FRAGMENTO DEL TEXTO:
Yo querer me quiero mucho, a mi, a mi mismo, a mis tomates y por querer quiero hasta a las arañas culonas que sacrifico cada mañana en esta época. Pero a las que no quiero nada y temo son a las agujetas traicioneras que aparecen tras las primeras carrerillas postestivales. Yo creo que eso es lo que hace que lo vayas posponiendo y posponiendo… pero en algún momento hay que empezar a engrasar al pequeño hombre de hojalata en el que te has convertido durante las vacaciones y ya no hay excusas que valgan. ¡Hay qué moverse!

Así que la semana pasada me marqué dos días corriendo en la cinta del gimnasio viendo Los Caballeros del Zodiaco –que siempre hace levantar sonrisillas a los orientales que pasan por detrás mio– y unas pocas pesas aburridas, a las que añadí un día de trote por el Riverside en buena y desvirtuada compañía. Me pareció más oportuno poner primero en marcha el cuerpo antes que estirarlo, por lo que decidí dejar la clase de yoga de lado y dedicarme a sudar un poco la gota gorda. Pero más que sudar lo que hice fue descubrir con gozo que mi bazo seguía dentro de mi, por que casi lo echo por la boca cuando llevaba apenas seis kilometrillos de nada. Además de esto, el sábado tuve mi trancendental día de reencuentro con Tentsmuir, en el que ir buscando setas mientras solucionabamos los problemas del mundo hizo que sin quererlo ni beberlo nos fuéramos hasta casi 16 kilometros. ¡Casi’ná!

LISTADO:
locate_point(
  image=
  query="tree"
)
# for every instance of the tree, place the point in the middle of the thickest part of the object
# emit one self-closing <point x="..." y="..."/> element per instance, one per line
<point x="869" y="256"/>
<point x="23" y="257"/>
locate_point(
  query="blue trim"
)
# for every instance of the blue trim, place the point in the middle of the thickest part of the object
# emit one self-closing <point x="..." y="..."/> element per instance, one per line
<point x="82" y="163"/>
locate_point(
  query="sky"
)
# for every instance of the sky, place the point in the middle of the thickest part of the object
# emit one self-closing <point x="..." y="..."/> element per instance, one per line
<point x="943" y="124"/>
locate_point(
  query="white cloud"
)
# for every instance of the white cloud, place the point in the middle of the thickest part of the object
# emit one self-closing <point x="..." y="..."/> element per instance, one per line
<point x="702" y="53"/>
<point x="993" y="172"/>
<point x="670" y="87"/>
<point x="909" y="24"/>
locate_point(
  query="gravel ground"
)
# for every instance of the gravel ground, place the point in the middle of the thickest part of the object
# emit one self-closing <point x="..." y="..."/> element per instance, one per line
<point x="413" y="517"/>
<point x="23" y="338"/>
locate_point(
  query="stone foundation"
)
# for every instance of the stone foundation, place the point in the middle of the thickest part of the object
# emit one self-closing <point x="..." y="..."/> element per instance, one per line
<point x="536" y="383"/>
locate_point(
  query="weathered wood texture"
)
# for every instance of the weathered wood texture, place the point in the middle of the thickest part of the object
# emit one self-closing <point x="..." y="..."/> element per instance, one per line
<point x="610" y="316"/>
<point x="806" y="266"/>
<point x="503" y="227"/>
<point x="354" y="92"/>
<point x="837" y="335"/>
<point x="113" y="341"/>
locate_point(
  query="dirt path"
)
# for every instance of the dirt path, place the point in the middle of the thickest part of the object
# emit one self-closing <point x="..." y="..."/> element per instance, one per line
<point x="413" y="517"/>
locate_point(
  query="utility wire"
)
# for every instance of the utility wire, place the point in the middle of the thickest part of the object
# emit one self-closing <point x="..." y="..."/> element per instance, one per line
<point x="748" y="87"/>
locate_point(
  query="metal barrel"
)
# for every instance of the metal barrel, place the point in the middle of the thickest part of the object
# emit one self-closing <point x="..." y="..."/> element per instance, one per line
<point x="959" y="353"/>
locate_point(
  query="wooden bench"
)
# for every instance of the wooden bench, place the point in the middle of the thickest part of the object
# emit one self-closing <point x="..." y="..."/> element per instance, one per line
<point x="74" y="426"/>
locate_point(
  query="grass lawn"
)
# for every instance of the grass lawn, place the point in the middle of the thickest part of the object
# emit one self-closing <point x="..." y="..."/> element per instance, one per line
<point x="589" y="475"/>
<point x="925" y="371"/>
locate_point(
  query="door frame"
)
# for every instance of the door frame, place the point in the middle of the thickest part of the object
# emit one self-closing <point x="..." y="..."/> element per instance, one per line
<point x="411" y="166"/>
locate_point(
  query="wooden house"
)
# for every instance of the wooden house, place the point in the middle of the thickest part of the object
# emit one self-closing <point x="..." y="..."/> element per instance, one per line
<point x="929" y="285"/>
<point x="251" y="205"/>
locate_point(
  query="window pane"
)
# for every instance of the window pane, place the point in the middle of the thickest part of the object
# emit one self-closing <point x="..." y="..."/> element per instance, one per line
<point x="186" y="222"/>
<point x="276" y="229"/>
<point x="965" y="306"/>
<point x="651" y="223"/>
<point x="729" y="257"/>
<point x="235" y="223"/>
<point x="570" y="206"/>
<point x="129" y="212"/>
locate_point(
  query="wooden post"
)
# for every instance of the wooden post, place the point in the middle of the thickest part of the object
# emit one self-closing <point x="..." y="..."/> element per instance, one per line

CONSIGNA 1: Traduce al inglés esta oración del fragmento del texto: "Me pareció más oportuno poner primero en marcha el cuerpo antes que estirarlo, por lo que decidí dejar la clase de yoga de lado y dedicarme a sudar un poco la gota gorda."
CONSIGNA 2:
Responde según el fragmento del texto:
(a) ¿Qué veía mientras corría en la cinta del gimnasio?
(b) ¿Cuántos kilómetros llevaba cuando casi echa el bazo por la boca?
(c) ¿Qué iban buscando el día del reencuentro con Tentsmuir?

RESPUESTA COMPLETA 1: It seemed wiser to me to get my body moving first before stretching it, so I decided to set the yoga class aside and focus on working up a good sweat.

RESPUESTA COMPLETA 2:
(a) Los Caballeros del Zodiaco.
(b) Apenas seis.
(c) Setas.